DOCUMENT SECTION:
++++++++++++++++++++

The Angelus

Volume 12, Number 49

From the Rector: The Regular Worship of the Church

This Sunday morning, October 31, is the Nineteenth Sunday after Pentecost.  Sunday evening, All Hallows’ Eve, we begin our celebration of All Saints’ Day.  The Reverend Peter Cullen, rector, Saint Paul’s Church, Carroll Gardens, Brooklyn, will be our guest preacher at Solemn Evensong & Benediction at 5:00 PM.

As is our custom on greater feasts, on Monday, November 1, Morning Prayer will be sung at 8:30 AM.  Following the 12:00 PM Noonday Office, there will be a Sung Mass at 12:10 PM.  James Kennerley will play an organ recital at 5:30 PM, and we will welcome the Most Reverend Dr. Peter Carnley, AC, VI Archbishop of Perth and Primate of the Anglican Church of Australia as celebrant and preacher for the 6:00 PM Solemn Mass.  Archbishop Carnley is serving as Distinguished Visiting Professor of Anglican Studies at the General Theological Seminary this year.  It will be a great honor to have him with us.

++++++++++++++++++++

WHAT YOU ARE ASKED TO DO: Carry on writing the rector's column about the church's regular worship, starting right after its final sentence.

++++++++++++++++++++

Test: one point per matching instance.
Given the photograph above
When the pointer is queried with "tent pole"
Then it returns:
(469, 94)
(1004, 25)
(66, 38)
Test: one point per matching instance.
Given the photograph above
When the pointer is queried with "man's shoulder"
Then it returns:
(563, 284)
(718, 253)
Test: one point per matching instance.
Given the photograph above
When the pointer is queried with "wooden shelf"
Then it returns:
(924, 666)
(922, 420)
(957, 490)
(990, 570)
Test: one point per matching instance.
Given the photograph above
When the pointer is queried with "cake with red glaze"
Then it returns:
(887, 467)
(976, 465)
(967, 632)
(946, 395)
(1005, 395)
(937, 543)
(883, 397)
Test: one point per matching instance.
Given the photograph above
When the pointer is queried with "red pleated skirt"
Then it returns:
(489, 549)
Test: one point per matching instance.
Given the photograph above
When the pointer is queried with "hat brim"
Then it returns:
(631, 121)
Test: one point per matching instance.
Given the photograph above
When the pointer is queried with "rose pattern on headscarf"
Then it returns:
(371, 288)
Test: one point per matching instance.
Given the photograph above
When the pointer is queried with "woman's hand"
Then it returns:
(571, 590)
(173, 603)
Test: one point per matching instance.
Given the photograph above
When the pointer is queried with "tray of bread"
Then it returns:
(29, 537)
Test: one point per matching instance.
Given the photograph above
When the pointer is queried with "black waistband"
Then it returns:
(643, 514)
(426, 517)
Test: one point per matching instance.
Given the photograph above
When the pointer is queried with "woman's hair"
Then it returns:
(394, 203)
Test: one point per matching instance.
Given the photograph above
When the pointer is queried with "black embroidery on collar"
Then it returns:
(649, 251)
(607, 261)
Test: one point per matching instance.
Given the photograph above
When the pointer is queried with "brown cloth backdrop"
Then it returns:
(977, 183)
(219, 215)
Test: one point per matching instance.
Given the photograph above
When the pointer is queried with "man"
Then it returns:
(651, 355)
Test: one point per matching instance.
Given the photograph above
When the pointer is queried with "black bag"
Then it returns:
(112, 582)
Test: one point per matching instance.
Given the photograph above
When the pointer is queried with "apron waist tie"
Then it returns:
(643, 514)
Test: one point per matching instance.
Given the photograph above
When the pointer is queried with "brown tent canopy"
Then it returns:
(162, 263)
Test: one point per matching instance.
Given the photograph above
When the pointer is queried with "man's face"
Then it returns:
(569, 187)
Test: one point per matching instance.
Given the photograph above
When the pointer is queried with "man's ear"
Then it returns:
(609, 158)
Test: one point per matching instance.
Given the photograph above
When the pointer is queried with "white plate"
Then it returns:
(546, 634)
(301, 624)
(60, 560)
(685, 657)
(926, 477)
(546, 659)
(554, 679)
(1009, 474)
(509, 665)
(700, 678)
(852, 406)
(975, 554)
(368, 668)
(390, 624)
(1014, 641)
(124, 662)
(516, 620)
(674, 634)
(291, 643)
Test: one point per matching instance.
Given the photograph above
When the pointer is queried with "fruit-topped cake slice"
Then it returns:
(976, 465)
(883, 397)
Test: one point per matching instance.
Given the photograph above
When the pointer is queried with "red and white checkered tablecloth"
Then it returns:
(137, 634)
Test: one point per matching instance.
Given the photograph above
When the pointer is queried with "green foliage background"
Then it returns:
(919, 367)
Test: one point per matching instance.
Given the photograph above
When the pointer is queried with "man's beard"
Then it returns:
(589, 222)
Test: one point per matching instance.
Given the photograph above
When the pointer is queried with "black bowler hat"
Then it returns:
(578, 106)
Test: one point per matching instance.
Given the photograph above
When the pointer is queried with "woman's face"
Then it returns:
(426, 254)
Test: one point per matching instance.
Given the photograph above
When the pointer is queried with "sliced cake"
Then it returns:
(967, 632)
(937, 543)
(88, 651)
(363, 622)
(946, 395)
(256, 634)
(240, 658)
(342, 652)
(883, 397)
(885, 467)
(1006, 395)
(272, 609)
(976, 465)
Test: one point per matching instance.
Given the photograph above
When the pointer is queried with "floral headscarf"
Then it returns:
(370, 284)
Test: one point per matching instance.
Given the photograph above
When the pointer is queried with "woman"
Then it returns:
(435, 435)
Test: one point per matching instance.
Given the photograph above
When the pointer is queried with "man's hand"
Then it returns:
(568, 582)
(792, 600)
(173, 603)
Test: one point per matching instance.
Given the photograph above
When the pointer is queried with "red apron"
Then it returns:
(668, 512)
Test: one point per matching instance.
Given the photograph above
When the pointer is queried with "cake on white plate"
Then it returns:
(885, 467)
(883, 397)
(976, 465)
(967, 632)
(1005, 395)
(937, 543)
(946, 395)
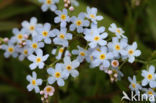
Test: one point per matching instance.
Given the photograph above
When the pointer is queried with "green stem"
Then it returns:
(141, 61)
(51, 65)
(122, 64)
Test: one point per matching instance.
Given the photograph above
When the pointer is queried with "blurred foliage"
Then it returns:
(137, 17)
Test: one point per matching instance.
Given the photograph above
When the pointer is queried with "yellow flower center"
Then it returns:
(57, 74)
(20, 36)
(118, 30)
(38, 60)
(117, 47)
(78, 22)
(61, 50)
(91, 58)
(62, 36)
(63, 17)
(130, 52)
(115, 63)
(44, 33)
(10, 49)
(149, 76)
(33, 82)
(49, 1)
(133, 85)
(102, 56)
(92, 16)
(98, 49)
(69, 67)
(96, 38)
(48, 89)
(82, 53)
(25, 52)
(32, 28)
(150, 93)
(34, 45)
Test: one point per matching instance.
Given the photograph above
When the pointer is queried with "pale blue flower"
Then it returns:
(82, 54)
(49, 4)
(38, 60)
(31, 26)
(79, 23)
(150, 95)
(118, 72)
(149, 77)
(34, 82)
(59, 53)
(18, 35)
(134, 86)
(118, 31)
(96, 38)
(94, 29)
(62, 37)
(102, 57)
(10, 50)
(70, 67)
(92, 15)
(56, 74)
(62, 17)
(74, 2)
(35, 44)
(132, 52)
(45, 33)
(118, 47)
(24, 52)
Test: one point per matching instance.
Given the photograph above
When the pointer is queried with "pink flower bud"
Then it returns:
(65, 5)
(68, 1)
(115, 75)
(45, 96)
(112, 79)
(26, 36)
(65, 0)
(109, 72)
(5, 40)
(71, 8)
(41, 92)
(24, 43)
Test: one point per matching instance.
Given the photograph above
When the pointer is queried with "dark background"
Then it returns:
(136, 17)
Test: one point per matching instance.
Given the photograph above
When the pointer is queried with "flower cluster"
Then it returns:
(29, 41)
(147, 85)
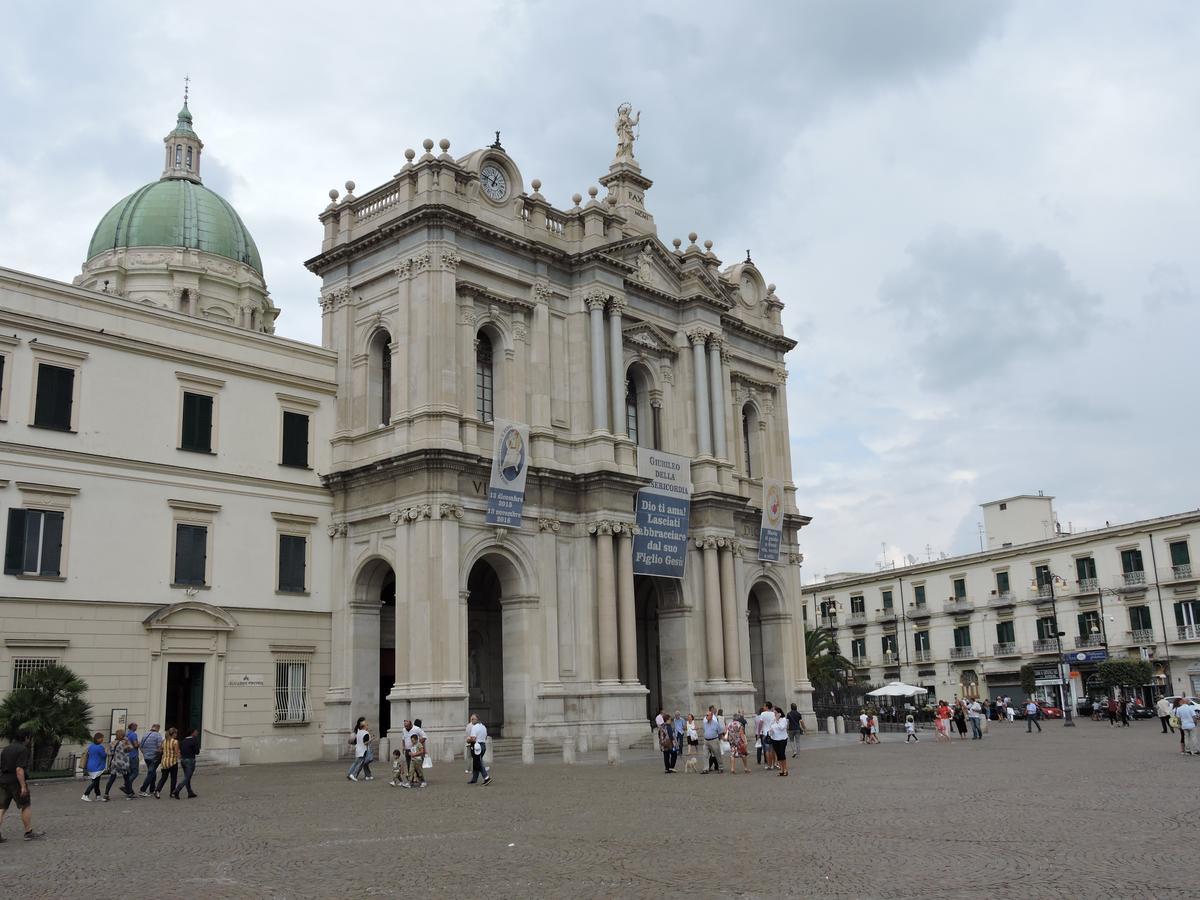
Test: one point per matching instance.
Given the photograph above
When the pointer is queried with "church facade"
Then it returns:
(219, 527)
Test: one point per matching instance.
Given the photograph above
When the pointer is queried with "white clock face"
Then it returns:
(493, 183)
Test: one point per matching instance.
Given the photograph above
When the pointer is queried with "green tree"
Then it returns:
(1125, 672)
(49, 706)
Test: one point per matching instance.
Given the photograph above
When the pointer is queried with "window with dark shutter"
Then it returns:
(197, 431)
(292, 563)
(55, 390)
(295, 439)
(191, 553)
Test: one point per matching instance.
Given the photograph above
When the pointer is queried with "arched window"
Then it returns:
(631, 424)
(379, 379)
(485, 375)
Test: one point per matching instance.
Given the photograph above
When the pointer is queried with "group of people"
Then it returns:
(166, 756)
(412, 760)
(773, 731)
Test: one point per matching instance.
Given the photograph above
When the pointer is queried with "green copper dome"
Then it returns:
(177, 213)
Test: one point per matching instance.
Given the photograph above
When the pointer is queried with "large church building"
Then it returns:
(221, 528)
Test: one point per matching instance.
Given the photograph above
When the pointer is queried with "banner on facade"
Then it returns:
(510, 462)
(660, 544)
(771, 533)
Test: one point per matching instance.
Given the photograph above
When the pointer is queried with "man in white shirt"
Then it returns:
(477, 738)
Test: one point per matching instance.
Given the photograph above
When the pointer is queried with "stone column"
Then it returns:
(625, 615)
(617, 364)
(717, 388)
(713, 610)
(729, 609)
(606, 603)
(700, 376)
(595, 301)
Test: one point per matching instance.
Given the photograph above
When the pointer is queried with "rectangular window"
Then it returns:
(1131, 561)
(191, 553)
(293, 551)
(295, 439)
(292, 690)
(23, 667)
(54, 397)
(197, 429)
(34, 544)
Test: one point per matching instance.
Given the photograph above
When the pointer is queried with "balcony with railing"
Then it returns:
(958, 604)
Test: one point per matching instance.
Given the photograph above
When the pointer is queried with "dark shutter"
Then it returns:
(15, 544)
(197, 431)
(52, 543)
(295, 439)
(55, 387)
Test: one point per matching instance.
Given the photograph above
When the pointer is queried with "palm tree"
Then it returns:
(49, 706)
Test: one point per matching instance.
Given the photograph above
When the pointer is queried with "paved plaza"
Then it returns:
(1090, 811)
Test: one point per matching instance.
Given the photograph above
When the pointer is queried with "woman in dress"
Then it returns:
(169, 765)
(736, 736)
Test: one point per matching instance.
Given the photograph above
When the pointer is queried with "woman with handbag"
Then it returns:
(169, 765)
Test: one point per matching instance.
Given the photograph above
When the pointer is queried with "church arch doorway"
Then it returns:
(485, 647)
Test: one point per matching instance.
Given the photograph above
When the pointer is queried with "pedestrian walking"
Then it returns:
(189, 749)
(736, 737)
(95, 761)
(1032, 713)
(151, 751)
(119, 766)
(795, 729)
(361, 741)
(169, 765)
(478, 741)
(15, 783)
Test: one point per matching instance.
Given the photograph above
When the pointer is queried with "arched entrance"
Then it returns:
(485, 647)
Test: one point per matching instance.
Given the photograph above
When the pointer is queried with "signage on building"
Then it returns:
(771, 533)
(1085, 657)
(510, 465)
(664, 508)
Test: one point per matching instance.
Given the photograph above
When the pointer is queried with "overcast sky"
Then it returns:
(983, 217)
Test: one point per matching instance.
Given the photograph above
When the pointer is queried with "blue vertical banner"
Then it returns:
(510, 463)
(771, 533)
(664, 508)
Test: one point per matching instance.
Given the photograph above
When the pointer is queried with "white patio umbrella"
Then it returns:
(897, 689)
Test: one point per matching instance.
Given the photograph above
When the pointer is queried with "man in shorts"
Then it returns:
(13, 784)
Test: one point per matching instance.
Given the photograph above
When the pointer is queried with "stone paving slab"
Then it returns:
(1083, 813)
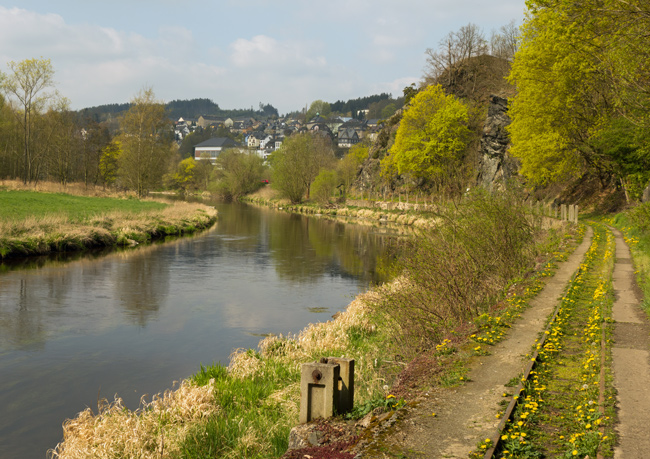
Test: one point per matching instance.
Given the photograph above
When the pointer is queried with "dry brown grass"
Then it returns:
(155, 430)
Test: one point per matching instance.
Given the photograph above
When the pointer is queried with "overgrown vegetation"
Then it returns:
(635, 226)
(456, 270)
(256, 398)
(560, 413)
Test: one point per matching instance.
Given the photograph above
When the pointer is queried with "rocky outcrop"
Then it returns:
(495, 166)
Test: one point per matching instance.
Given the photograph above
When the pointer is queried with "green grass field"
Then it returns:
(18, 205)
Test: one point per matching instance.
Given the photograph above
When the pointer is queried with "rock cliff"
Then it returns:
(495, 166)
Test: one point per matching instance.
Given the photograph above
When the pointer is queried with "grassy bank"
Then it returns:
(249, 407)
(38, 223)
(348, 213)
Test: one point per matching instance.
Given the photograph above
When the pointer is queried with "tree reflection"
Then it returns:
(141, 283)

++++++++++++++++++++

RESULT:
Tuesday, November 2, is All Souls’ Day, formally known in the American Church as the “Commemoration of All Faithful Departed.”  At Saint Mary’s, this is also a day of solemn prayer.  Morning Prayer will be sung at 8:30 AM.  Following the 12:00 PM Noonday Office, there will be a Sung Mass at 12:10 PM.  Father Jay Smith is celebrant and preacher for the Solemn Mass & Blessing of the Vault at 6:00 PM.

All Saints’ Day seems to have originated in Eucharistic commemorations in the third century of the Christian era.  By the fifth century, celebrations were held in the eastern and western churches in the spring.  In the British Isles, All Saints’ Day was celebrated on November 1 by the middle of the eighth century.  November 1 was the date that was fixed for this celebration in Rome in the late ninth century.  When the Reformation swept away non-Scriptural commemorations from our Calendar, All Saints’ Day was retained.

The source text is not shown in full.